EXERCISE BRIEF: Present the following entries again, word for word and in full.

Object point labels
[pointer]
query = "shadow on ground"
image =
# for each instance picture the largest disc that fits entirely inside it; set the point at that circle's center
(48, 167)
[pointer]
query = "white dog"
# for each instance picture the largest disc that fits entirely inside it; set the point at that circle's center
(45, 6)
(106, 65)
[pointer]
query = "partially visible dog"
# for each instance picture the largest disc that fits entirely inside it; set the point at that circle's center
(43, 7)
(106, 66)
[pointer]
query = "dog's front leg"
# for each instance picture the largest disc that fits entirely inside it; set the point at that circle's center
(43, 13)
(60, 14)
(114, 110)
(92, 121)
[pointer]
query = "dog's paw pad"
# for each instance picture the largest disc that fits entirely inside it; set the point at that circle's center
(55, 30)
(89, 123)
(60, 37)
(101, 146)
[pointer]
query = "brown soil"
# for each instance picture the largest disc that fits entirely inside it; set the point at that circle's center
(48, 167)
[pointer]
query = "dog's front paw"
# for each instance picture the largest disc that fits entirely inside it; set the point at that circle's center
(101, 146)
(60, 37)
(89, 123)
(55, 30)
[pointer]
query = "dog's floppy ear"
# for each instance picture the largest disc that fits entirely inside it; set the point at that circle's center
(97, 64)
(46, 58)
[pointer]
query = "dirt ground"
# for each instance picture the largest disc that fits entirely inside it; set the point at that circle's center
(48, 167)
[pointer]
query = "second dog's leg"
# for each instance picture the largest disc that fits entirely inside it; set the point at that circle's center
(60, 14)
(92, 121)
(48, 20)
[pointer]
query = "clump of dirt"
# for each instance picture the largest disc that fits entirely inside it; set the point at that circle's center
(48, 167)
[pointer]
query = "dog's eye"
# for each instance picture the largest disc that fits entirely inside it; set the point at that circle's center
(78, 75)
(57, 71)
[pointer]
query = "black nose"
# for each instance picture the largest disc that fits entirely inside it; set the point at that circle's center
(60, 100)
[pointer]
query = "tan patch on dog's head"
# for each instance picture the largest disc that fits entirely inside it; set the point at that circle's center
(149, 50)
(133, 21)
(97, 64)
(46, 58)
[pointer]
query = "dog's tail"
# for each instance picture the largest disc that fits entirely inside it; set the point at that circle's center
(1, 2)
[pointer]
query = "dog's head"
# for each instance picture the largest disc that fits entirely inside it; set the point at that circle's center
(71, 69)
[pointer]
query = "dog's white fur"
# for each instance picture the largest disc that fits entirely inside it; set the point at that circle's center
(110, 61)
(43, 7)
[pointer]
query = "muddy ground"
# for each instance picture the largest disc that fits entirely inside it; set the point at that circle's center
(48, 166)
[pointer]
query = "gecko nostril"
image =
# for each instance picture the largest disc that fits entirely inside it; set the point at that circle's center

REPLY:
[pointer]
query = "shadow on ground"
image =
# for each instance picture the largest disc that fits entirely inside it; set the point at that circle's center
(48, 167)
[pointer]
query = "white dog"
# for each instance picture the largest disc that fits entirely inside it; set the point at that circle's center
(45, 6)
(106, 65)
[pointer]
query = "partially visible dog"
# for each instance picture the largest disc that fits entirely inside it; set the point at that circle's center
(43, 7)
(106, 66)
[pointer]
query = "dog's front leg"
# for each instance picture the largest disc that fits entirely inside it; set the point at that circle's center
(43, 13)
(60, 14)
(114, 110)
(92, 121)
[pointer]
query = "dog's paw pad"
# for each instance picture the largest disc that fits entirely inside it; set the point at that circle's center
(55, 30)
(89, 123)
(60, 37)
(101, 146)
[pointer]
query = "brown soil"
# for each instance picture the largest disc that fits entirely inside it; set the point at that circle's center
(48, 167)
[pointer]
query = "dog's front paw"
# for each instance picture the largest disc that fits entirely inside it; set the point at that circle's center
(101, 146)
(60, 37)
(89, 123)
(55, 30)
[pointer]
query = "dog's floppy ear"
# for each instance picture the largest disc that fits entirely inside it; set the point at that circle's center
(97, 64)
(46, 58)
[pointer]
query = "dirt ground"
# for each instance picture the largest disc that fits entirely inside it; set the point at that circle's center
(48, 167)
[pointer]
query = "second dog's leg"
# for each instance picture the largest disc that fits entirely inside it; set the point at that circle's center
(60, 14)
(92, 121)
(48, 20)
[pointer]
query = "clump of dirt"
# for each instance picture the largest disc that fits entirely inside it; set the point at that circle's center
(48, 167)
[pointer]
query = "dog's eye"
# for each instance picture the largest disc that fits entirely inside it; set the point at that circle's center
(78, 75)
(57, 71)
[pointer]
query = "black nose"
# for each instance picture the largest disc that fits entirely inside it; set the point at that circle's center
(60, 100)
[pointer]
query = "tan patch on dog's head"
# for each instance picture the largest disc that fits entirely inside it; set the point at that circle's center
(149, 50)
(133, 21)
(97, 64)
(46, 58)
[pointer]
query = "dog's tail"
# for each instance picture the largest disc that fits entirely inside it; set the point at that circle's center
(1, 2)
[pointer]
query = "dog's head"
# for each instance picture the largest disc that fits entirely inside it; set the point at that circle's center
(71, 69)
[pointer]
query = "dog's white fur"
# for each instance picture the largest disc that fits entirely inside it; set the point at that circle's center
(110, 61)
(43, 7)
[pointer]
query = "muddy ground"
# for each instance picture the largest disc that fits entirely inside it; set the point at that circle's center
(48, 166)
[pointer]
query = "gecko nostril"
image =
# for each instance picture the largest disc that fits entirely inside it; set the point at that circle's center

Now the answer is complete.